Data items:
## Begin

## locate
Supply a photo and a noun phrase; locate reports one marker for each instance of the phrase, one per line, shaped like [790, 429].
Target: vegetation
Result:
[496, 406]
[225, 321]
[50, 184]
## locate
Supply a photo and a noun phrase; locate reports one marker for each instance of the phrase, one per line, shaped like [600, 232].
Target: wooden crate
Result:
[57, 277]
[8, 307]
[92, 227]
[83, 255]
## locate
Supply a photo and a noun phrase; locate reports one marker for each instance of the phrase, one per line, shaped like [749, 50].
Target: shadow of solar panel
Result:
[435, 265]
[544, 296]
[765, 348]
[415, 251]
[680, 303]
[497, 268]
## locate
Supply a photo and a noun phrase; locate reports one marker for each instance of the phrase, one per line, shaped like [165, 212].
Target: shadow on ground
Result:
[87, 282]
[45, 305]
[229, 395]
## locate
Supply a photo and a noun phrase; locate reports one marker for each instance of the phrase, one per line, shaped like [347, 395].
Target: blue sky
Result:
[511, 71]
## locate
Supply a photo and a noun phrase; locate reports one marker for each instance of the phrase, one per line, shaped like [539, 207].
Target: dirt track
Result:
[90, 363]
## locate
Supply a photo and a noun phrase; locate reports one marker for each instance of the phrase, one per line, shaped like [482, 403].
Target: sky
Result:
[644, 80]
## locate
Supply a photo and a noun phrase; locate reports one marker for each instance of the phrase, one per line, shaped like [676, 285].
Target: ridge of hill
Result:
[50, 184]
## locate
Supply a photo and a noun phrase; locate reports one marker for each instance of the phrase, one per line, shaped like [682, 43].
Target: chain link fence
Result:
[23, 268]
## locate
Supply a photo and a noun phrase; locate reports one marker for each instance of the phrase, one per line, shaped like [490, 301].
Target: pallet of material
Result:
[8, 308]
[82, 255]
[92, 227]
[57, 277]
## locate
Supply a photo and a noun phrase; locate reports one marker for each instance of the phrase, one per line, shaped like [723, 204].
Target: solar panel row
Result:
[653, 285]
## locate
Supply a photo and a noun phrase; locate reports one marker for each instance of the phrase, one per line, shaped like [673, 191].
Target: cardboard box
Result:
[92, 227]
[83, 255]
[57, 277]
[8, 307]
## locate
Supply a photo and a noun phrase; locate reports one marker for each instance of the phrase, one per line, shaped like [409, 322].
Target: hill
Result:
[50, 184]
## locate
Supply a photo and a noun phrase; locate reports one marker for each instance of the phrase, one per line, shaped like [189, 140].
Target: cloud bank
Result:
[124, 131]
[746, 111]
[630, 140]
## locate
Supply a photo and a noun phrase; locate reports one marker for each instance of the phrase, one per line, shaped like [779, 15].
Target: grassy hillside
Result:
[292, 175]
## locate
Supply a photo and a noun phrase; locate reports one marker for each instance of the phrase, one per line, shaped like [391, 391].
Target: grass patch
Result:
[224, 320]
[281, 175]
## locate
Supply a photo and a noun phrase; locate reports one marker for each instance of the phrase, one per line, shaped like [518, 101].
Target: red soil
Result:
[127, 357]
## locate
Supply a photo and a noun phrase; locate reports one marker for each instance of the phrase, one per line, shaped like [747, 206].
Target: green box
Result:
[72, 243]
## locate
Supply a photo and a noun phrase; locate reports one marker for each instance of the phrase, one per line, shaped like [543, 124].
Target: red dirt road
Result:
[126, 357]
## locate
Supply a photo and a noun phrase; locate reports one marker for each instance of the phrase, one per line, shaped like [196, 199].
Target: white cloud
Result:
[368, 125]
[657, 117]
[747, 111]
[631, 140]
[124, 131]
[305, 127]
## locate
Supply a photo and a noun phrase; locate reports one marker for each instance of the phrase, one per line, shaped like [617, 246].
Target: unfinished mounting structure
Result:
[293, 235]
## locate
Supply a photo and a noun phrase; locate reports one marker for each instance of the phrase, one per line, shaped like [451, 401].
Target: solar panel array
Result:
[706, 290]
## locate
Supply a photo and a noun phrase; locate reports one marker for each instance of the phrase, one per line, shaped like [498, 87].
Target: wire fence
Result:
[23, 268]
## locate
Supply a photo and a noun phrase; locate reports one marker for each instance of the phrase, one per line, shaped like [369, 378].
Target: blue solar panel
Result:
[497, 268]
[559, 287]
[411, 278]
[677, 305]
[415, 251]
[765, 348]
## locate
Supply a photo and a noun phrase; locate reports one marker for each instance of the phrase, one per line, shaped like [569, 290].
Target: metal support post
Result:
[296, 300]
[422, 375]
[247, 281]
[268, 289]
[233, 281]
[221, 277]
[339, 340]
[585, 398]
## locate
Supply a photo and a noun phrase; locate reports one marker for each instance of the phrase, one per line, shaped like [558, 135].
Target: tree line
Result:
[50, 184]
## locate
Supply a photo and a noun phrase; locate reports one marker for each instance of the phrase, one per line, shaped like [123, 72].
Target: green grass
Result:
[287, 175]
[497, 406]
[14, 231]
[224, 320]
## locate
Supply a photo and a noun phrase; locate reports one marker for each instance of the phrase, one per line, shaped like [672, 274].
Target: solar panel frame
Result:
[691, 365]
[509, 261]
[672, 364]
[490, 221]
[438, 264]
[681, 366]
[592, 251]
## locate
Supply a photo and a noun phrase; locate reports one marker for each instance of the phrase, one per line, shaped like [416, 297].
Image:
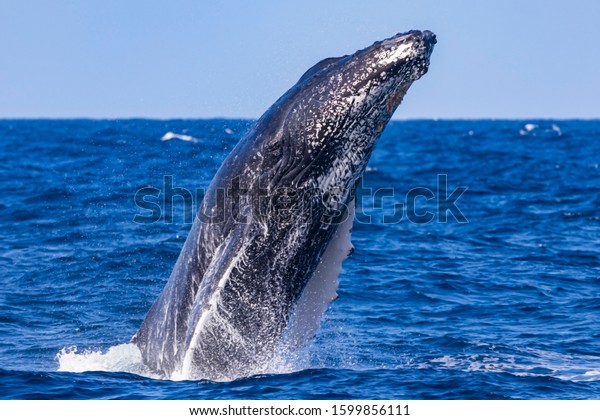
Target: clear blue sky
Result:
[202, 59]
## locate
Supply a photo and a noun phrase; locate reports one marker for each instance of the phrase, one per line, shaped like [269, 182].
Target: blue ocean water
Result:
[503, 303]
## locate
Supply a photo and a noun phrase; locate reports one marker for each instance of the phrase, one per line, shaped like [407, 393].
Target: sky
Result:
[206, 59]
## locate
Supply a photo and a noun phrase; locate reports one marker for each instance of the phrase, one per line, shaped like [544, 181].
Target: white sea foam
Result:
[120, 358]
[184, 137]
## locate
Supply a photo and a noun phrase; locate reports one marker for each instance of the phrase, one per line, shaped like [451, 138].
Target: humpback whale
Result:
[261, 261]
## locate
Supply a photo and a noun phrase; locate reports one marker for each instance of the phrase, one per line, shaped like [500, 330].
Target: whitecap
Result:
[170, 136]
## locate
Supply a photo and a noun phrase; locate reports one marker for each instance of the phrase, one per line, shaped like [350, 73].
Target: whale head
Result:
[325, 127]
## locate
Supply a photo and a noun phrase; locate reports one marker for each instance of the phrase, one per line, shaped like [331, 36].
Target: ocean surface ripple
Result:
[499, 301]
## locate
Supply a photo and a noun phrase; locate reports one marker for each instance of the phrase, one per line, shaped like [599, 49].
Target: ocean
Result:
[476, 271]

## End

▶ [Goal] Return all the entries word for word, but omit any pictures they contain.

▶ [Response to this task]
## locate
Supply a photo and a noun phrase; locate reports one marker for each instance of the phrase, one per line, shaped like [790, 429].
Target: vegetation
Result:
[496, 406]
[225, 321]
[50, 184]
## locate
Supply a photo and a noun phrase; locate reports one marker for each instance of the phrase, one per line, shaped like [600, 232].
Target: wooden crate
Result:
[57, 277]
[8, 307]
[92, 227]
[83, 255]
## locate
Supply a photo and a noun phrase; locate reports one marker for each instance of the phrase, one per line, shaped like [749, 50].
Target: shadow of solar panel
Result:
[435, 265]
[544, 296]
[765, 348]
[415, 251]
[680, 303]
[497, 268]
## locate
Supply a photo and a noun phrase; locate reports one marker for each instance of the phrase, one per line, shaped like [165, 212].
Target: shadow on ground
Result:
[87, 282]
[45, 305]
[229, 395]
## locate
Supply a photo and a noun phrase; locate reports one marker for each instance of the phrase, one per line, shaped like [347, 395].
Target: blue sky
Result:
[511, 71]
## locate
Supply a photo and a noun phrase; locate reports one marker for each instance of the phrase, one per line, shaped like [539, 207].
Target: dirt track
Result:
[90, 363]
## locate
Supply a photo and a noun phrase; locate reports one marker for each instance of the phrase, one per line, shaped like [482, 403].
Target: sky
Result:
[644, 80]
## locate
Supply a photo and a noun phrase; locate reports one marker for each instance of the phrase, one per line, shaped like [676, 285].
Target: ridge of hill
Result:
[50, 184]
## locate
Supply a photo and a noun phrase; locate reports one marker for each instance of the phrase, one per line, shaped like [682, 43].
Target: chain link fence
Result:
[23, 268]
## locate
Supply a photo and a noun phrase; locate reports one marker for each instance of the phrase, one per line, shaped like [490, 301].
Target: pallet of material
Result:
[8, 308]
[82, 255]
[92, 227]
[57, 277]
## locate
Supply a photo and a noun phrase; locate reports one marker for each instance of the phrase, one per line, shaped like [723, 204].
Target: solar panel row
Result:
[653, 285]
## locate
Supply a photo and a noun phrase; locate reports one marker for each instance of the phrase, one per line, shaped like [673, 191].
Target: cardboard box
Result:
[92, 227]
[83, 255]
[57, 277]
[8, 307]
## locate
Supply a photo and a noun phrase; locate reports one marker for each instance of the phrase, one per line, shaped like [409, 322].
Target: hill
Result:
[50, 184]
## locate
Supply a photo and a noun phrase; locate reports one marker for each instance of the phrase, one per line, shaped like [189, 140].
Target: cloud bank
Result:
[124, 131]
[746, 111]
[630, 140]
## locate
Supply a photo and a noun phrase; locate reports one marker for each instance of the phrase, one per line, shaped like [779, 15].
Target: grassy hillside
Result:
[292, 175]
## locate
Supply a photo and a noun phrase; locate reports one marker for each instance of the phrase, one per line, shaped like [391, 391].
Target: grass patch
Result:
[224, 320]
[281, 175]
## locate
Supply a photo and a noun phrase; locate reports one marker for each instance of the phrase, one per line, shaped like [518, 101].
Target: red soil
Result:
[127, 357]
## locate
Supply a photo and a noun phrase; locate reports one marker for each instance of the phrase, one per line, shaped like [747, 206].
Target: green box
Result:
[72, 243]
## locate
Supply a photo and a noun phrase; locate reports one marker for each instance of the phrase, one per line, shaped like [543, 124].
Target: red dirt road
Result:
[126, 357]
## locate
Supply a photo and a noun phrase; locate reports one marker for each instance of the phrase, one per line, shaped like [196, 199].
Target: white cloud
Result:
[368, 125]
[657, 117]
[747, 111]
[631, 140]
[124, 131]
[305, 127]
## locate
Supply a photo and a noun phrase; locate reports one marker for each instance of the phrase, one per line, shaped like [617, 246].
Target: unfinished mounting structure
Result:
[293, 235]
## locate
Supply a photo and a noun phrase; locate reports one marker for each instance of the phrase, one per line, shaped like [451, 401].
Target: solar panel array
Result:
[706, 290]
## locate
Supply a photo and a noun phrase; locate reports one marker for each instance of the phrase, one per line, shaped like [498, 87].
Target: wire fence
Result:
[23, 268]
## locate
Supply a photo and a noun phrase; locate reports one marker for each instance of the phrase, one per line, shaped like [369, 378].
Target: blue solar panel
Result:
[497, 268]
[559, 287]
[411, 278]
[677, 305]
[415, 251]
[765, 348]
## locate
Supply a photo and a noun phrase; locate reports one marker for each instance of the phrase, one per line, shaped like [569, 290].
Target: metal support post
Result:
[296, 300]
[422, 375]
[247, 281]
[268, 289]
[233, 281]
[221, 277]
[339, 340]
[585, 398]
## locate
Supply a photo and a noun phrase; locate reports one marker for each instance of the phrase, one per line, shaped like [558, 135].
Target: tree line
Result:
[50, 184]
## locate
Supply a photo and a noun phrase; locate reports one marker for each instance of the phrase, one per line, shaped like [123, 72].
Target: green grass
Result:
[287, 175]
[497, 406]
[14, 231]
[224, 320]
## locate
Supply a photo and a noun phrase; locate reports one marker for each instance of the phrase, one per line, shaped like [672, 274].
Target: solar panel frame
Result:
[691, 365]
[509, 261]
[672, 364]
[490, 221]
[438, 264]
[681, 366]
[592, 251]
## locate
Supply a photo and a noun phrase; locate reports one marker for each instance of the phrase, one per line, shaped like [416, 297].
Image:
Target: clear blue sky
Result:
[202, 59]
## locate
Supply a photo and a noun phrase; locate reports one marker for each instance of the phrase, one per line, shaped like [269, 182].
Target: blue ocean water
Result:
[503, 303]
## locate
Supply a photo and a noun phrase; locate reports one marker for each instance of the phrase, one per line, shaped like [407, 393].
Target: sky
Result:
[206, 59]
## locate
Supply a photo and a noun phrase; locate reports one marker for each instance of the phrase, one per line, shaped like [544, 181].
Target: white sea foam
Result:
[120, 358]
[184, 137]
## locate
Supply a photo and a noun phrase; locate reports one marker for each instance of the phrase, one per line, shaped like [451, 138].
Target: humpback whale
Result:
[261, 261]
## locate
Supply a photo and a noun phrase; locate reports one marker for each instance of the phrase, one per line, shaped like [500, 330].
Target: whitecap
Result:
[170, 136]
## locate
Supply a photo and a noun phrase; locate reports one marker for each instance of the phrase, one per line, shaped like [350, 73].
Target: whale head
Result:
[325, 127]
## locate
Supply a photo and a noun phrase; locate reports one marker for each instance of the phrase, one per line, shaped like [331, 36].
Target: ocean surface ripple
Result:
[499, 301]
## locate
Supply a photo and a noun phrase; locate reports one marker for each instance of the phrase, one per line, shaped like [599, 49].
Target: ocean
Result:
[476, 271]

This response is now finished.